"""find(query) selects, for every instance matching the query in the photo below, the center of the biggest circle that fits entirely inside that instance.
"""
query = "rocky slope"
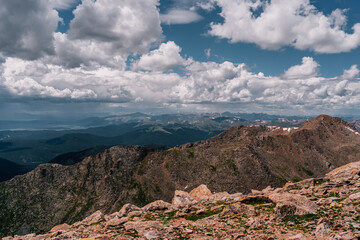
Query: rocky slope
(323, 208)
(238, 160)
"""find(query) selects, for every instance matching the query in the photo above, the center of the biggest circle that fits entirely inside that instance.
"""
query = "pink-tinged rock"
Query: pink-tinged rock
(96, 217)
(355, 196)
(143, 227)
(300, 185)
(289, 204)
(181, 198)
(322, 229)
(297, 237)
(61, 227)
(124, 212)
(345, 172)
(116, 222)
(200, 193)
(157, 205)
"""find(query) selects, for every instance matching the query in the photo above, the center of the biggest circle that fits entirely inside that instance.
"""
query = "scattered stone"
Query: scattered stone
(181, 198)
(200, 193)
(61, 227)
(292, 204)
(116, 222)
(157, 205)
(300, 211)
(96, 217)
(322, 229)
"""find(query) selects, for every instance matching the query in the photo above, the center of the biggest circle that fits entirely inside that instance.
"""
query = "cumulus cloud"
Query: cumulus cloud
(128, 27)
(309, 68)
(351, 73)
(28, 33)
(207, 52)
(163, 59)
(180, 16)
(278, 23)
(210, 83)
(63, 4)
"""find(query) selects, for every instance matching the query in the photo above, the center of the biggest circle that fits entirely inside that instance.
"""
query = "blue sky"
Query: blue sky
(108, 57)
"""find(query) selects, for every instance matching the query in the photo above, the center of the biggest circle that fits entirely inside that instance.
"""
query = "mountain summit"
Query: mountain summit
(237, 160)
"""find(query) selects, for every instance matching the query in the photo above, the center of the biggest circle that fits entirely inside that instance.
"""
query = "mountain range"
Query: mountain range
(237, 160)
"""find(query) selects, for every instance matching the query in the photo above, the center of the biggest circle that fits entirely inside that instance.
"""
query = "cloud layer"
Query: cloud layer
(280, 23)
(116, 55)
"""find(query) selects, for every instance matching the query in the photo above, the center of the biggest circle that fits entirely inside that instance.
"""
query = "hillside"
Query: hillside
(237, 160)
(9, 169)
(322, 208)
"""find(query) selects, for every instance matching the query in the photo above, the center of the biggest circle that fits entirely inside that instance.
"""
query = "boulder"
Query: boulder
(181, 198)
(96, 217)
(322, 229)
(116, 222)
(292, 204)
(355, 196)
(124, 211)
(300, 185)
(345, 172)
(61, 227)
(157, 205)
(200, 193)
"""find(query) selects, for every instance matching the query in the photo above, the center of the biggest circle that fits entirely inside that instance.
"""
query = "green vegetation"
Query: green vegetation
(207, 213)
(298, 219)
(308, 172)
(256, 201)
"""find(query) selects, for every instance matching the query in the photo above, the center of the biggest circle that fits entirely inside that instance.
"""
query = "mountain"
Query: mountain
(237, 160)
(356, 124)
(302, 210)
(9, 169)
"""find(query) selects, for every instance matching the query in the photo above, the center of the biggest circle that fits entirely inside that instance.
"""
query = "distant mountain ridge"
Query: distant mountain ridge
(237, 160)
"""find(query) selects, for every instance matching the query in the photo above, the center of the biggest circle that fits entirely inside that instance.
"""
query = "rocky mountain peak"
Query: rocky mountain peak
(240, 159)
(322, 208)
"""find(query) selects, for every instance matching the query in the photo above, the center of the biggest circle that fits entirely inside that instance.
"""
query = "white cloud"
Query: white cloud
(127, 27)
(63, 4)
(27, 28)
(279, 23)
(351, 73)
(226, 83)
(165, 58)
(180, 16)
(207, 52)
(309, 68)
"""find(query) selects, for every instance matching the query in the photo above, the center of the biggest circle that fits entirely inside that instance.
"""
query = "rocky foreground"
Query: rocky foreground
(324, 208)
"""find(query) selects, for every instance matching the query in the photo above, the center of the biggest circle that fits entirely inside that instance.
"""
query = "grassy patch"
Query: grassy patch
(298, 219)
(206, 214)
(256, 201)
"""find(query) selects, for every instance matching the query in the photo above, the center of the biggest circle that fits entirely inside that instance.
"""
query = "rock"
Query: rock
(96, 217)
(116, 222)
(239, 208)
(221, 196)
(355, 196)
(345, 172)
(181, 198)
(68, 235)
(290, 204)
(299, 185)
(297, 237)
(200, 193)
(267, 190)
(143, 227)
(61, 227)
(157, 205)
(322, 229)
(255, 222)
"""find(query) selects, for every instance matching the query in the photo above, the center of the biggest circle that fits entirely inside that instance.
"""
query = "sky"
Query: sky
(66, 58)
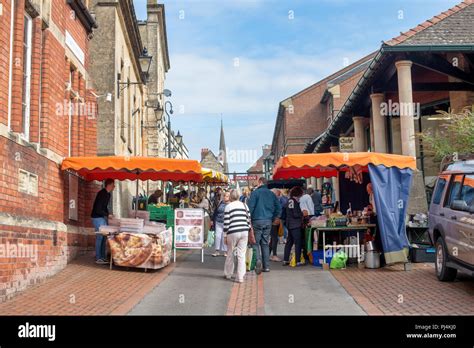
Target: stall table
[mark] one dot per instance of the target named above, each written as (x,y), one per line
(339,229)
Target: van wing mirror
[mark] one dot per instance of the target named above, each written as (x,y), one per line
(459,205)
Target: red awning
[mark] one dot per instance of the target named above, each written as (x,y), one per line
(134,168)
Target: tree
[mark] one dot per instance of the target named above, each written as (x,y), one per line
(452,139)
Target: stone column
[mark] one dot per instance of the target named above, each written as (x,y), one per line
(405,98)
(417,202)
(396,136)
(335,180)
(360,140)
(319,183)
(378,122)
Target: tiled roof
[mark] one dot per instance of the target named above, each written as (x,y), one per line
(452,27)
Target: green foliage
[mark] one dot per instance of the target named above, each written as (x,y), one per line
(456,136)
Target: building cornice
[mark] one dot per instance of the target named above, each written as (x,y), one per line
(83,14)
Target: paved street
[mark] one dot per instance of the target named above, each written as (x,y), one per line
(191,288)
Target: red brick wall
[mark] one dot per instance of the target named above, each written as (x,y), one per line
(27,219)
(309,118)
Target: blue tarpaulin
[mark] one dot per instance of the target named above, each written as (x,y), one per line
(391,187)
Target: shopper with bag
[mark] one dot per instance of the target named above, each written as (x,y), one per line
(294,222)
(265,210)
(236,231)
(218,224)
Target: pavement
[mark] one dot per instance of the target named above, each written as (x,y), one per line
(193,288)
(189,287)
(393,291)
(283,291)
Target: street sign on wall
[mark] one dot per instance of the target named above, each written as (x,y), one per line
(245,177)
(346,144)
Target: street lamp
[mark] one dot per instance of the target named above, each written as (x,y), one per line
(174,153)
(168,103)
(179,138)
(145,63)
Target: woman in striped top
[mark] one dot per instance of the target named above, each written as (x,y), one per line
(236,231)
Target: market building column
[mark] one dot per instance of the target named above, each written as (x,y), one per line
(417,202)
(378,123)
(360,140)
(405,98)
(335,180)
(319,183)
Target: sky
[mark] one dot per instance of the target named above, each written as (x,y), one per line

■ **ABOUT THIS TASK**:
Scan the entries for the word "column". Report each line that has it.

■ **FINISHED TASK**:
Target: stone column
Target: market building column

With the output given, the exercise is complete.